**TASK DETAILS**
Starting at the line that contains "Where can the firefighter be" and ending at the final line below, write out each line again in full, adding 149 to every x and y coordinate in the answers.

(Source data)
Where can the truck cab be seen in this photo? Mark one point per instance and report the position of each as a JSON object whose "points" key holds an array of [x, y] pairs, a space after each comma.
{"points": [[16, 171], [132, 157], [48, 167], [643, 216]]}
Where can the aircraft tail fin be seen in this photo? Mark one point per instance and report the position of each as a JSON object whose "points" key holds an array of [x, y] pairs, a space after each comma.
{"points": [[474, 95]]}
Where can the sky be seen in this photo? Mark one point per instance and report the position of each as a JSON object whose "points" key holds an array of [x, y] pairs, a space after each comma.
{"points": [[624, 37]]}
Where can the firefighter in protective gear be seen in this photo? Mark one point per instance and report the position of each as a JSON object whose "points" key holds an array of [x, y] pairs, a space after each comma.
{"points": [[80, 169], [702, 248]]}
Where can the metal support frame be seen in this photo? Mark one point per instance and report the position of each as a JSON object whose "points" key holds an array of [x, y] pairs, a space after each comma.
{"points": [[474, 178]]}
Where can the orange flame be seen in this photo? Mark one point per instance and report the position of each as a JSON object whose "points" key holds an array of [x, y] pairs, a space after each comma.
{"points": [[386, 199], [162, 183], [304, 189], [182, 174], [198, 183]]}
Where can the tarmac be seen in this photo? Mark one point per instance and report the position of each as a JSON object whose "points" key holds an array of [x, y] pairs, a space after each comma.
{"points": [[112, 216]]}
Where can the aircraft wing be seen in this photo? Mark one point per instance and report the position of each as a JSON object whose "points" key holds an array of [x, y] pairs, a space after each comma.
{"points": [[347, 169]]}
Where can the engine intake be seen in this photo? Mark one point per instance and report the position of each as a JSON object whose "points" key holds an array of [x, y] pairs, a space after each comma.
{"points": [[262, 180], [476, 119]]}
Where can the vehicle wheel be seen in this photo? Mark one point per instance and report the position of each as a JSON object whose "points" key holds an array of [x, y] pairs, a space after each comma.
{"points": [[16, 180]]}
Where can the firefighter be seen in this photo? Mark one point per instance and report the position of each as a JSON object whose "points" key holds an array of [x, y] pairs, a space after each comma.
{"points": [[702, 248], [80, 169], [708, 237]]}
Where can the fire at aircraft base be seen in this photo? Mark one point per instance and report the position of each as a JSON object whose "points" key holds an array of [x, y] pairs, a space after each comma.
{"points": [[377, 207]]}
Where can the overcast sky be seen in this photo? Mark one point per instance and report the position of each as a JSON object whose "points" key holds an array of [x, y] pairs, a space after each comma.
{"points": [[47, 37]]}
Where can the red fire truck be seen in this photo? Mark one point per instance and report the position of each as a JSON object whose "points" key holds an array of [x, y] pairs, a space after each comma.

**WORKED SOLUTION**
Where can the firefighter be seen in this photo? Mark one point per instance and report the position of each as a JSON object whose "points" key holds an array of [x, y] pairs, a space after each comma.
{"points": [[851, 397], [229, 318], [857, 386]]}
Where can the fire at aircraft base be seen in this photo? Mark one point per instance and report the position of each as a JSON object whose "points" key holds an array of [x, y] pairs, a space after each comma.
{"points": [[526, 356]]}
Where can the overcast sky be seen in this photo? Mark one point per instance and report the position of each as a JSON object whose "points" key holds an array of [x, y] pairs, a space after each comma.
{"points": [[196, 186]]}
Where can the red fire truck be seen in this photo? Mark one point per instance and report the position of each as a JSON object whose "points" key holds an array of [x, y] pairs, a space after each comma.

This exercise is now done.